## BRIEF
Which lines in the listing below contain the string "uniform"? Pick out and copy each one, treating uppercase and lowercase as different.

## RECORDS FOR PROCESSING
================================

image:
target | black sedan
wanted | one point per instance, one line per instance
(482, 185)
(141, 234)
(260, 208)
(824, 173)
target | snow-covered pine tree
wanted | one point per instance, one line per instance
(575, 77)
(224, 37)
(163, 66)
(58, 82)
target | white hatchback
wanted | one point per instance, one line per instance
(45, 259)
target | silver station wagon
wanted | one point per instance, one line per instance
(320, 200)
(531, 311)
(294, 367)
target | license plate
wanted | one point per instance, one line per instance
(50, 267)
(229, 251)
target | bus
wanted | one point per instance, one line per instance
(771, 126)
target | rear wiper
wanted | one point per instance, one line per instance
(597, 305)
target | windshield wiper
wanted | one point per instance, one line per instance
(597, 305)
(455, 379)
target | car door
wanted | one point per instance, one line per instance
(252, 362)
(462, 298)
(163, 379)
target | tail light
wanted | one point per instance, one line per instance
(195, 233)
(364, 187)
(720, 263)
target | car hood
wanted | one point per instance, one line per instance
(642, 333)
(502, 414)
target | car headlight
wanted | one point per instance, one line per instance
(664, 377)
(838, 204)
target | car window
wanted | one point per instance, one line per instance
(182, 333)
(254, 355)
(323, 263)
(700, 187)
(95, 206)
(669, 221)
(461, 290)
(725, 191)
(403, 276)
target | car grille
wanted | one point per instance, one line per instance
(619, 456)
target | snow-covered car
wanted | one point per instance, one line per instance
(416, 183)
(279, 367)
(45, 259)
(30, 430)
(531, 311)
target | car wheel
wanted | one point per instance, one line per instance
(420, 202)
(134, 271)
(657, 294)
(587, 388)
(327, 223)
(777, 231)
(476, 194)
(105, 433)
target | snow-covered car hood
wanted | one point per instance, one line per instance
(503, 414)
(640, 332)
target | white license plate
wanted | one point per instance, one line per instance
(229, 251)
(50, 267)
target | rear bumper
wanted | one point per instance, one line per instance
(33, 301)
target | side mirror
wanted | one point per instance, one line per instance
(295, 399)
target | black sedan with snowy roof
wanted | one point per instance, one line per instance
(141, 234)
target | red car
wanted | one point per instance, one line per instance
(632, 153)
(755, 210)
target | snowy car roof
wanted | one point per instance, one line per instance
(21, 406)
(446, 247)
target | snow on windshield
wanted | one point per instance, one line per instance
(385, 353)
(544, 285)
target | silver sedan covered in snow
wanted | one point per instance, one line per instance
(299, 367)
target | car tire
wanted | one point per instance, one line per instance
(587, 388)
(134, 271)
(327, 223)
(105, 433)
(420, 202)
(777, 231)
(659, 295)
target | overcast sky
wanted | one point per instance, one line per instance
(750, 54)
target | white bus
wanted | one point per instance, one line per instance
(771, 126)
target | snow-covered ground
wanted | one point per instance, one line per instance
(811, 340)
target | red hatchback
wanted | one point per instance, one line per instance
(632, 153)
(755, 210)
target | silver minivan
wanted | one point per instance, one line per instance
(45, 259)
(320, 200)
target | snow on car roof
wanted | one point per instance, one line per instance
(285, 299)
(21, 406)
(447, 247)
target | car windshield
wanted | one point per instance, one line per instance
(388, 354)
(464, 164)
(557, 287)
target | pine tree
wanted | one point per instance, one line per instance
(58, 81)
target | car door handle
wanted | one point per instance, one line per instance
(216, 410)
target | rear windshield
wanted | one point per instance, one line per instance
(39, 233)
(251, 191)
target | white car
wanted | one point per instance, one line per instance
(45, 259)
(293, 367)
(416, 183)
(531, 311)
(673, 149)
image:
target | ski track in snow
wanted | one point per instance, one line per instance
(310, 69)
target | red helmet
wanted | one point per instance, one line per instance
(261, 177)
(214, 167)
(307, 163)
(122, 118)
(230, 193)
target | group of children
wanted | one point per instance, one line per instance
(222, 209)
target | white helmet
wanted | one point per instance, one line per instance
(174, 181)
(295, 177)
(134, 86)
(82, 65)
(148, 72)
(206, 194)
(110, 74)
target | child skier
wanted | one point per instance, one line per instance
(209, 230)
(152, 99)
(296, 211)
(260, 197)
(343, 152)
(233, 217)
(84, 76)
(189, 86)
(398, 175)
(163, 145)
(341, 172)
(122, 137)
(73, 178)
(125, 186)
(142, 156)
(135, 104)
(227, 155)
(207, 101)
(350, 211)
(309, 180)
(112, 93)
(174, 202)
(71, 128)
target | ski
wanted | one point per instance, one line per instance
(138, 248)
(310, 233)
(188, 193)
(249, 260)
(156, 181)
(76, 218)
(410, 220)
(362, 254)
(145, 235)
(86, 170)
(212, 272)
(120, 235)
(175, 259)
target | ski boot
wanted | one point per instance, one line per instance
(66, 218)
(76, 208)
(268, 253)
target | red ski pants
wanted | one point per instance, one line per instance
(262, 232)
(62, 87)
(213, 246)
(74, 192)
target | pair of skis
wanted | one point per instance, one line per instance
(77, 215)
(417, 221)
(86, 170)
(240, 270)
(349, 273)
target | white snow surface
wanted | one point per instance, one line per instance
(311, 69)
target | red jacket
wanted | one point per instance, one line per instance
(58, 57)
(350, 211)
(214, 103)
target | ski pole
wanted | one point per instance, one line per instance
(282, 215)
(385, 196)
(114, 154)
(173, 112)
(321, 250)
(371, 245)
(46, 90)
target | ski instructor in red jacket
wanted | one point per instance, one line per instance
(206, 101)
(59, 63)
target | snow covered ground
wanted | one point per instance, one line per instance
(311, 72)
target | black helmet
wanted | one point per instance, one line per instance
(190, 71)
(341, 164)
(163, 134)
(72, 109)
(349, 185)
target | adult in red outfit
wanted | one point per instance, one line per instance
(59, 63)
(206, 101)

================================

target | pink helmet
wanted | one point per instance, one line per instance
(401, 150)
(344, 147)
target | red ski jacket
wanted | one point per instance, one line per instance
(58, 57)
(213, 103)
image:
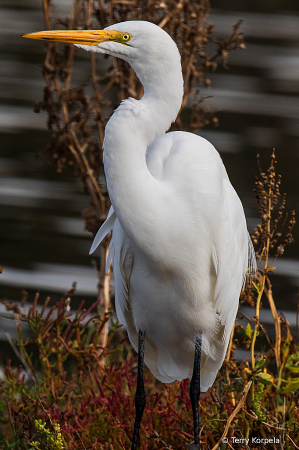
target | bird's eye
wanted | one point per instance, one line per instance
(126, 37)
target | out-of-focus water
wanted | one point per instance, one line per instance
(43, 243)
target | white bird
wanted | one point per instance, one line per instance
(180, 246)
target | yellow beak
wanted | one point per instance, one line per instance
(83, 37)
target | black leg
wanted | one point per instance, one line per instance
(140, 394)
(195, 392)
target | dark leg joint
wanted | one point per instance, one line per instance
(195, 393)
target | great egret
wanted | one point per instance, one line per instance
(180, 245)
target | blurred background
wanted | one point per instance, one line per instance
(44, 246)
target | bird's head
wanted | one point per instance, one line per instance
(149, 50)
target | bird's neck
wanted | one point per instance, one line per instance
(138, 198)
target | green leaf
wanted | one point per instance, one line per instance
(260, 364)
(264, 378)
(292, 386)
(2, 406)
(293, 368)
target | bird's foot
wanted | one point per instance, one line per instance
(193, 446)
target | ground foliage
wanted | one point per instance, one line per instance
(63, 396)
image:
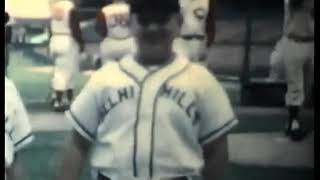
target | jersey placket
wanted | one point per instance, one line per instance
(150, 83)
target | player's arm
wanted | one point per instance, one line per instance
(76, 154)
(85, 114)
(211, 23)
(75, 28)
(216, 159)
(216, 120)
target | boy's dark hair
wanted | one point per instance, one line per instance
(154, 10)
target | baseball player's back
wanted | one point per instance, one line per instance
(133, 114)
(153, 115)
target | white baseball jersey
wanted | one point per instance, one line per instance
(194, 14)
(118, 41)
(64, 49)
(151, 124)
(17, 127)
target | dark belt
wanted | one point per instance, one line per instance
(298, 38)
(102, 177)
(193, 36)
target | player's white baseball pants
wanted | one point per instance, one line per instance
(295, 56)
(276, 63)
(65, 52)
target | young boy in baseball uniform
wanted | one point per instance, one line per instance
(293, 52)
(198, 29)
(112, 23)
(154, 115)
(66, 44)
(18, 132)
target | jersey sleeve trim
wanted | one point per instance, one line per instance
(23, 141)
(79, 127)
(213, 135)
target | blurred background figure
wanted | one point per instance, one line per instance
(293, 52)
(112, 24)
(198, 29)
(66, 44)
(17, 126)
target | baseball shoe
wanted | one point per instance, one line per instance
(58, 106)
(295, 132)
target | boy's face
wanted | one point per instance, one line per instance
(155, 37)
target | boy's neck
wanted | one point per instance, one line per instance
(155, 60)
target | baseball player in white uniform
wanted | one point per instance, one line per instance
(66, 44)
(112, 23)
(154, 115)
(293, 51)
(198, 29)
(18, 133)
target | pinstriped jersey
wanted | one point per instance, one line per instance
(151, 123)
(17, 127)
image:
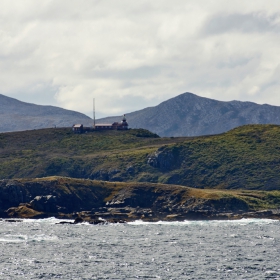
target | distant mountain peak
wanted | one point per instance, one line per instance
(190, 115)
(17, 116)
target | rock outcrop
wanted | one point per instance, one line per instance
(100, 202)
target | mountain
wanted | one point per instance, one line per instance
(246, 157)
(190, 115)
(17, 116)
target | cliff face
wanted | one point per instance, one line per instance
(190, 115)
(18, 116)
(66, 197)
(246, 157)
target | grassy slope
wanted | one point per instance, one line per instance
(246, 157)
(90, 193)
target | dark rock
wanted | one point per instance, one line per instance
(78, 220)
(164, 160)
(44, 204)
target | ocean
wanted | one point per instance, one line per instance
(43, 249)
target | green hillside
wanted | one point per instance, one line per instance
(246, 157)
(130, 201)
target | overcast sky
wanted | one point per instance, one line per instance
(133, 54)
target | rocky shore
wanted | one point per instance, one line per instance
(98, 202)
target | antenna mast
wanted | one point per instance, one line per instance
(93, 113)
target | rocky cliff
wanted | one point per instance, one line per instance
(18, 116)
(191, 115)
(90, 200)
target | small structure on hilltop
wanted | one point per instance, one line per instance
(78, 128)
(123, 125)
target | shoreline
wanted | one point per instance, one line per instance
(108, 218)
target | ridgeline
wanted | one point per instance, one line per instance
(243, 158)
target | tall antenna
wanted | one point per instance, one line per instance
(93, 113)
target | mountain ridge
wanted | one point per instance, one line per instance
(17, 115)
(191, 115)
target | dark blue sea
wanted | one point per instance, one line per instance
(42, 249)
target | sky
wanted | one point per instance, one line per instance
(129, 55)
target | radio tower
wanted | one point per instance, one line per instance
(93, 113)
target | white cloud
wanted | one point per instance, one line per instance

================================

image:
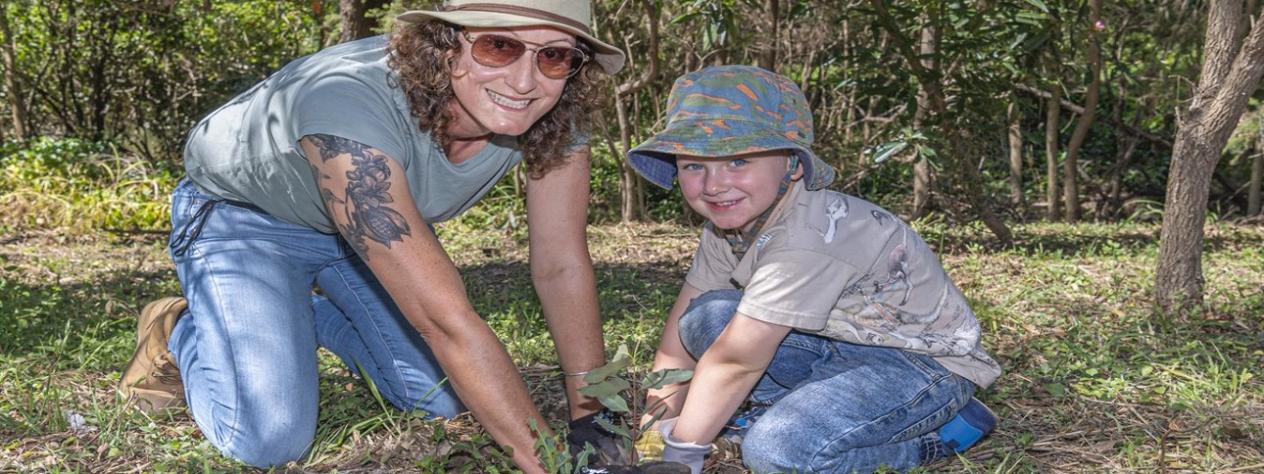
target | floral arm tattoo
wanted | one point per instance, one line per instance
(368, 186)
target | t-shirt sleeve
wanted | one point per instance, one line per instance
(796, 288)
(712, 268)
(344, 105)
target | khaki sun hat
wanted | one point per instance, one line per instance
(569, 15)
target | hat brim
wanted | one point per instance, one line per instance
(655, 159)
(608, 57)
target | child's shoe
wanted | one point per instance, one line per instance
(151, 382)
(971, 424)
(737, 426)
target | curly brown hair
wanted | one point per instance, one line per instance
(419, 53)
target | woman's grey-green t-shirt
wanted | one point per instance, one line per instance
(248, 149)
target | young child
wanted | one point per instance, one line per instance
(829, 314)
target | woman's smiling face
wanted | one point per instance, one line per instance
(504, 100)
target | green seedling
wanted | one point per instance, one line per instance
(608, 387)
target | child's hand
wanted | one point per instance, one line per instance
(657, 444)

================================

## ANSWER TO THIS TASK
target | young boy in baseball uniform
target | baseball player in white uniform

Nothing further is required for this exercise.